Segment Start: DATA UNDER STUDY

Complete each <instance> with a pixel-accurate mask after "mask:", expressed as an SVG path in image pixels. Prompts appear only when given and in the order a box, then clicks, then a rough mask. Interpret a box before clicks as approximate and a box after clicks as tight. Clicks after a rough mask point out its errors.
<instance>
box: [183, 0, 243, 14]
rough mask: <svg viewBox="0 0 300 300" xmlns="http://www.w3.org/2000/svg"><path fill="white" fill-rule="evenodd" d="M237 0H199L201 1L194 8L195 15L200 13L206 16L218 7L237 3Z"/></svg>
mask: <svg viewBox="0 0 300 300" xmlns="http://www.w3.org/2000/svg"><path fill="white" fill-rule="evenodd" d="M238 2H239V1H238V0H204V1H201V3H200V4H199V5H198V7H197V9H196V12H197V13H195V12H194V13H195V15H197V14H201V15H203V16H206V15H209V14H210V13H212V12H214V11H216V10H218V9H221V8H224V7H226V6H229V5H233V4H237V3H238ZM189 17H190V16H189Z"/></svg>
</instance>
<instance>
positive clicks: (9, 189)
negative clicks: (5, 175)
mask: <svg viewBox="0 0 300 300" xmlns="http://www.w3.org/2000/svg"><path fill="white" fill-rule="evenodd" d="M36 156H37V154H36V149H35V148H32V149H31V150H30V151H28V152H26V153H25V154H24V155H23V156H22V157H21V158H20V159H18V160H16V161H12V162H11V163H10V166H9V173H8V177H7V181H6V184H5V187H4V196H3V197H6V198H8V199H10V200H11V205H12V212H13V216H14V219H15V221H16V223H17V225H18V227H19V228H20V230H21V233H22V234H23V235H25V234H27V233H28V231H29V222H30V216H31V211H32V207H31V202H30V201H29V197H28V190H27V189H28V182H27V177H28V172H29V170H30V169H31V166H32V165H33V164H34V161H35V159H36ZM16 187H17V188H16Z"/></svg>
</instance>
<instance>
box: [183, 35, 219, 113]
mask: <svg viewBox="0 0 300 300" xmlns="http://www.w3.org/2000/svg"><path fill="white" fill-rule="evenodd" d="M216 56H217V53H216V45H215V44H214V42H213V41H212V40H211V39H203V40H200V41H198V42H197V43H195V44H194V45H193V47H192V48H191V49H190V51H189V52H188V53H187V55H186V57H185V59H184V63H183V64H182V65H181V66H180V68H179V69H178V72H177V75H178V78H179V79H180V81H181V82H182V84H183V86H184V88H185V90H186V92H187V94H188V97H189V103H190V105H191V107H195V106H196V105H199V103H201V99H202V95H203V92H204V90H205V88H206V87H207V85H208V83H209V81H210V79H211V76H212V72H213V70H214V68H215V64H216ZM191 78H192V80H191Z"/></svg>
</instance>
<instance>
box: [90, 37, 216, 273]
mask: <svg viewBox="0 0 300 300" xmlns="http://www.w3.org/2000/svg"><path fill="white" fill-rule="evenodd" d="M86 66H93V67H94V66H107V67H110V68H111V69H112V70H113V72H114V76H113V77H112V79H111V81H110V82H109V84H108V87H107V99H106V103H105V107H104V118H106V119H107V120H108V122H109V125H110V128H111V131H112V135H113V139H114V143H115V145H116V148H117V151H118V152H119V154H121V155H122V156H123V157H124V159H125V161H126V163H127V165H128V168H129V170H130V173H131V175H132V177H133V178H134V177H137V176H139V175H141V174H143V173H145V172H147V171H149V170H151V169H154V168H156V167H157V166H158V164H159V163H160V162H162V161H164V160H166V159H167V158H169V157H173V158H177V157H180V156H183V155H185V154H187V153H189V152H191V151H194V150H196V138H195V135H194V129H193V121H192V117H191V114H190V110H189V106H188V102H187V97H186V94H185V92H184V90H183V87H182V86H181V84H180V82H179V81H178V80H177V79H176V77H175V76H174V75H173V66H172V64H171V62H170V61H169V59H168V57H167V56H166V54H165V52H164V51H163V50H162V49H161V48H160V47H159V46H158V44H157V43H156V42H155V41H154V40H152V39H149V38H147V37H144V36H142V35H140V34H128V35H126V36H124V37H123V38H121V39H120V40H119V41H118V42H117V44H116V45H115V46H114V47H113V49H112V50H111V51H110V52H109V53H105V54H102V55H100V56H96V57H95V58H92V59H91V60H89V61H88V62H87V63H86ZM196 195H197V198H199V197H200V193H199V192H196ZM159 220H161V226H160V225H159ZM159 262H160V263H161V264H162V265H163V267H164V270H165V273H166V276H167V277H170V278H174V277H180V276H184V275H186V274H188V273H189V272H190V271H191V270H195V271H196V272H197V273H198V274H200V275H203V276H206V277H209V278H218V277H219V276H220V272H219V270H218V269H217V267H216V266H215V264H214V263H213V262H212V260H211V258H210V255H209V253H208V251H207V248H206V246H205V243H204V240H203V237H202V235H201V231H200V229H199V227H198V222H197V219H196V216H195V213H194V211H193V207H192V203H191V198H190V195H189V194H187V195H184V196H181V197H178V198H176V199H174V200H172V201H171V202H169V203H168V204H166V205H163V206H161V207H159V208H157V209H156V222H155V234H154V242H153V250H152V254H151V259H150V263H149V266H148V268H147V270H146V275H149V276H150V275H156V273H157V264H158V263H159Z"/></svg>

Segment End: DATA UNDER STUDY

◆ WHAT THIS TASK INVOLVES: Give back every line of the data exactly as it was written.

◆ PROBLEM SOLUTION:
Complete each <instance> with a pixel-accurate mask after "mask:", expressed as an SVG path in image pixels. Prompts appear only when given and in the order a box, then clicks, then a rough mask. Interpret a box before clicks as approximate and a box after clicks as tight. Clicks after a rough mask point out its errors.
<instance>
box: [183, 0, 243, 14]
rough mask: <svg viewBox="0 0 300 300" xmlns="http://www.w3.org/2000/svg"><path fill="white" fill-rule="evenodd" d="M237 0H199L201 1L194 8L195 15L200 13L206 16L218 7L237 3Z"/></svg>
mask: <svg viewBox="0 0 300 300" xmlns="http://www.w3.org/2000/svg"><path fill="white" fill-rule="evenodd" d="M238 2H239V1H238V0H204V1H201V3H200V4H199V5H198V7H197V9H196V12H197V13H195V12H194V13H195V15H197V14H201V15H203V16H206V15H209V14H210V13H212V12H214V11H216V10H218V9H221V8H224V7H226V6H229V5H233V4H237V3H238ZM189 17H190V16H189Z"/></svg>
</instance>
<instance>
positive clicks: (9, 189)
negative clicks: (5, 175)
mask: <svg viewBox="0 0 300 300" xmlns="http://www.w3.org/2000/svg"><path fill="white" fill-rule="evenodd" d="M36 156H37V154H36V149H35V148H32V149H31V150H30V151H28V152H26V153H25V154H24V155H23V156H22V157H21V158H20V159H18V160H16V161H12V162H11V163H10V166H9V173H8V177H7V181H6V184H5V187H4V196H3V197H6V198H8V199H10V200H11V205H12V212H13V216H14V219H15V221H16V223H17V225H18V227H19V228H20V230H21V233H22V234H23V235H25V234H27V233H28V231H29V222H30V216H31V211H32V207H31V202H30V201H29V197H28V190H27V189H28V182H27V177H28V172H29V170H30V169H31V166H32V165H33V164H34V161H35V159H36ZM16 187H17V188H16Z"/></svg>
</instance>
<instance>
box: [183, 35, 219, 113]
mask: <svg viewBox="0 0 300 300" xmlns="http://www.w3.org/2000/svg"><path fill="white" fill-rule="evenodd" d="M216 56H217V53H216V45H215V44H214V42H213V41H212V40H211V39H203V40H200V41H198V42H197V43H195V44H194V45H193V47H192V48H191V49H190V51H189V52H188V53H187V55H186V57H185V59H184V63H183V64H182V65H181V66H180V68H179V69H178V72H177V75H178V78H179V79H180V81H181V82H182V84H183V86H184V88H185V90H186V92H187V94H188V97H189V103H190V105H191V107H195V106H196V105H199V103H201V99H202V95H203V92H204V90H205V88H206V87H207V85H208V83H209V81H210V79H211V76H212V72H213V70H214V68H215V64H216ZM191 78H192V80H191Z"/></svg>
</instance>
<instance>
box: [90, 37, 216, 273]
mask: <svg viewBox="0 0 300 300" xmlns="http://www.w3.org/2000/svg"><path fill="white" fill-rule="evenodd" d="M86 66H93V67H94V66H107V67H110V68H111V69H112V70H113V72H114V76H113V77H112V79H111V81H110V82H109V84H108V87H107V99H106V103H105V107H104V118H106V119H107V120H108V122H109V125H110V128H111V131H112V135H113V139H114V143H115V145H116V148H117V151H118V152H119V154H121V155H122V156H123V157H124V159H125V161H126V163H127V165H128V168H129V170H130V173H131V175H132V177H133V178H134V177H137V176H139V175H141V174H143V173H145V172H147V171H149V170H151V169H154V168H156V167H157V166H158V164H159V163H160V162H162V161H164V160H166V159H167V158H169V157H173V158H177V157H180V156H183V155H185V154H187V153H189V152H191V151H194V150H196V138H195V135H194V129H193V121H192V117H191V114H190V110H189V106H188V102H187V97H186V94H185V92H184V90H183V87H182V86H181V84H180V82H179V81H178V80H177V79H176V77H175V76H174V75H173V66H172V64H171V62H170V61H169V59H168V57H167V56H166V54H165V52H164V51H163V50H162V49H161V48H160V47H159V46H158V44H157V43H156V42H155V41H154V40H152V39H149V38H147V37H144V36H142V35H140V34H128V35H126V36H124V37H123V38H121V39H120V40H119V41H118V42H117V44H116V45H115V46H114V47H113V49H112V50H111V51H110V52H109V53H105V54H102V55H100V56H96V57H95V58H92V59H91V60H89V61H88V62H87V63H86ZM196 195H197V198H199V197H200V193H199V192H196ZM159 220H161V226H160V225H159ZM159 262H160V263H161V264H162V265H163V267H164V270H165V273H166V276H167V277H170V278H174V277H180V276H184V275H186V274H188V273H189V272H190V271H191V270H195V271H196V272H197V273H198V274H200V275H203V276H206V277H209V278H218V277H219V276H220V272H219V270H218V269H217V267H216V266H215V264H214V263H213V262H212V260H211V258H210V255H209V253H208V251H207V248H206V246H205V243H204V240H203V237H202V235H201V231H200V229H199V227H198V222H197V219H196V216H195V213H194V211H193V207H192V203H191V198H190V195H189V194H187V195H184V196H181V197H178V198H176V199H174V200H172V201H171V202H169V203H168V204H166V205H163V206H161V207H159V208H157V209H156V222H155V234H154V242H153V250H152V254H151V259H150V263H149V266H148V268H147V270H146V275H149V276H150V275H156V273H157V264H158V263H159Z"/></svg>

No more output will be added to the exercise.